Recorded data
========================
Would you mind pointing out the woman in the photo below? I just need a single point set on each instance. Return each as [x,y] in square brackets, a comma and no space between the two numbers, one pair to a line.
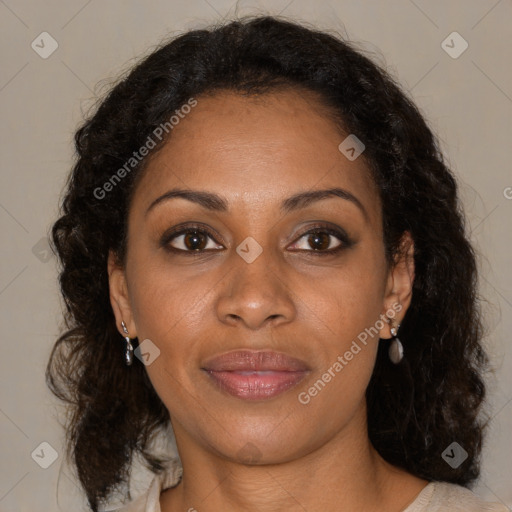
[263,249]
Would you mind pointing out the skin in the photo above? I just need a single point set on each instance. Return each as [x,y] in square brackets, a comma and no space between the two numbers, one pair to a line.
[256,152]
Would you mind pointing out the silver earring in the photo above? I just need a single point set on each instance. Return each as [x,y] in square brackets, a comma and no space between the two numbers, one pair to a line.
[396,349]
[128,355]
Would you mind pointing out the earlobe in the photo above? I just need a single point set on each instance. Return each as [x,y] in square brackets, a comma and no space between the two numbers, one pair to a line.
[398,294]
[119,298]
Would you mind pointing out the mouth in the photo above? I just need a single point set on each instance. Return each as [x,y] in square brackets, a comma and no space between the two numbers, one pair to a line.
[253,375]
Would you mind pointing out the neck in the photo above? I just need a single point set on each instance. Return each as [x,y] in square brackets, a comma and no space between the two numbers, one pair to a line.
[345,474]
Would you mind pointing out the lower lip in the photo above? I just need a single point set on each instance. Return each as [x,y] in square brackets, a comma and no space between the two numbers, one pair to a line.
[256,385]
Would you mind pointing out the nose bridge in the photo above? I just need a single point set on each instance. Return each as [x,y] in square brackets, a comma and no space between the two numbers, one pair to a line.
[254,291]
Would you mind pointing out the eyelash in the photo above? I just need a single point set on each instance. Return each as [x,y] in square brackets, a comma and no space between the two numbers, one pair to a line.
[343,238]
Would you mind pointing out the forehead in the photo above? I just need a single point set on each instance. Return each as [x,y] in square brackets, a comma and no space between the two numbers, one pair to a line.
[256,151]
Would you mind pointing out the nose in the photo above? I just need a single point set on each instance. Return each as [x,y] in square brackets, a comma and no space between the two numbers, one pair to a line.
[255,294]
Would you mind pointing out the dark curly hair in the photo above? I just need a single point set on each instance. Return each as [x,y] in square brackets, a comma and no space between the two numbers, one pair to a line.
[415,409]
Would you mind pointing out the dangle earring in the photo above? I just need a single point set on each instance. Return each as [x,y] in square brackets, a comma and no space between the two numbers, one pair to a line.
[128,355]
[396,349]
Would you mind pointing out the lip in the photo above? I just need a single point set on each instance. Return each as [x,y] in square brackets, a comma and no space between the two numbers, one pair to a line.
[255,375]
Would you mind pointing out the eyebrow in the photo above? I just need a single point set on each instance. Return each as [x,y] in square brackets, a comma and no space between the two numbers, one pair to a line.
[214,202]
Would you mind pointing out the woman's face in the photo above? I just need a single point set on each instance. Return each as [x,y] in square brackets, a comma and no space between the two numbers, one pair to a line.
[259,282]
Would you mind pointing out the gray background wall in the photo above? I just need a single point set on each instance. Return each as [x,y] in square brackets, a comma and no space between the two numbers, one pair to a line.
[467,99]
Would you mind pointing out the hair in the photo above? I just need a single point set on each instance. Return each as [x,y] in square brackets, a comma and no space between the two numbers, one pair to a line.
[415,409]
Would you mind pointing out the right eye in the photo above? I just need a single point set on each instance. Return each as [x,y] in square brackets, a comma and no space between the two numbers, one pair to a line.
[190,240]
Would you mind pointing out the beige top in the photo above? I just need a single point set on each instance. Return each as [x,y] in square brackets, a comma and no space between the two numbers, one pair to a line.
[435,497]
========================
* [WHAT YOU ARE ASKED TO DO]
Without including any pictures, output each entry above exactly as it appears.

* [REPLY TO THE EXERCISE]
Would you mind pointing out the woman in the photo below? I just need a single point set on each instance. Return each as [x,y] in square brackets, a comma and no space between the two numbers, one pair to a line.
[263,249]
Would you mind pointing out the skin in the photo above? I just need a single point set on each instance. Return each as [x,y] in square brackets, a comma and no space between the two numbers, one pair to a line.
[256,152]
Would you mind pointing out the silver earring in the photo above? I just need a single point set on each instance. Return each as [x,y] in square brackets, a comma and no space between the two numbers, one pair to a line.
[396,349]
[128,355]
Would you mind pointing out the earlobe in the photo above? I just need a single point set on each instance. Return each as [x,y] in square brackets, a comma and no space between the two numbers, one pair to a line.
[398,294]
[119,298]
Would you mind pointing out the mouth in the photo above? I just need a single point set on each instance. Return each as [x,y] in square brackets, a comma and no space between the two numbers, one pair to a line.
[253,375]
Would you mind pointing out the neck in the photo above? I just need a single point set on each instance. Return each as [x,y] in square brackets, a comma and no space between the two numbers, one pair to a line.
[345,474]
Would you mind pointing out the lower lip in the photo above? I just need a single point set on each instance. Return each as [x,y] in square brackets, a comma and no space between the two numbers, one pair to a line.
[256,385]
Would you mind pointing out the nose bridge in the photo above? I just need a single point set on each instance. Return each as [x,y] in square brackets, a comma and no space between the two numbers, one pair to a line.
[254,291]
Would you mind pointing out the eyelash in the photo above? I just need a single point set on each instance. Return each as [x,y] in square brackets, a comma and no space between the two numbers, one pair to a line.
[343,238]
Would you mind pointing out the forehead in the photo above? I just need a single point set on each instance. Return each as [x,y] in square brackets, a comma and no space between the two numbers, one pair to a line.
[256,151]
Would you mind pointing out the nose in the photo above? I just need a single point set on each instance. Return each as [x,y] in square brackets, a comma and no space between the two numbers, one pair to a line.
[255,294]
Would you mind pointing out the dark curly hair in the photo above? I just need a single point set on each instance. Return each as [x,y] in square brackets, a comma and no space between the two numbers, one pair to a line.
[415,409]
Would you mind pointing out the dangle earring in the photo above? I just need a single point set on each instance. Return each as [x,y] in square brackets, a comma and no space between the two numbers, one pair to a line.
[128,355]
[396,349]
Would you mind pointing out the lip in the photo above? I just need a single point set on each instance. Return each as [x,y] in square brackets, a comma and no space between the two numbers, one pair to a line.
[255,375]
Would you mind pointing out the eyebrow in the photo above? I just need a single point set on each instance. Return each as [x,y] in square brackets, a comma and no space between the two numbers, one pair to a line.
[214,202]
Would you mind pointing out the woman's face in the photo above? I just need a single point set on each instance. Return each as [x,y] in square brackets, a comma and no space between the two numbers, one pair to a line.
[259,282]
Would you mind pointing out the gray background wall in the photo above? I just need a single point set on each instance. Return each as [x,y] in square brackets, a comma and no space between the two numbers, one pair to a line.
[467,99]
Would you mind pointing out the hair in the photo above? I just need a single point set on each instance. Return each as [x,y] in square brackets, a comma and no space between the two numbers, one pair to a line.
[415,409]
Would you mind pointing out the right eye in the photo above? I just need a single point set on each instance. Return each as [x,y] in square brackets, a comma and no space between the two numbers, one pair to a line.
[190,240]
Would you mind pointing out the beige top in the photo above? I just need a single point set on each instance. Return each as [x,y] in square brackets, a comma and no space between the two numbers, one pair to a line.
[435,497]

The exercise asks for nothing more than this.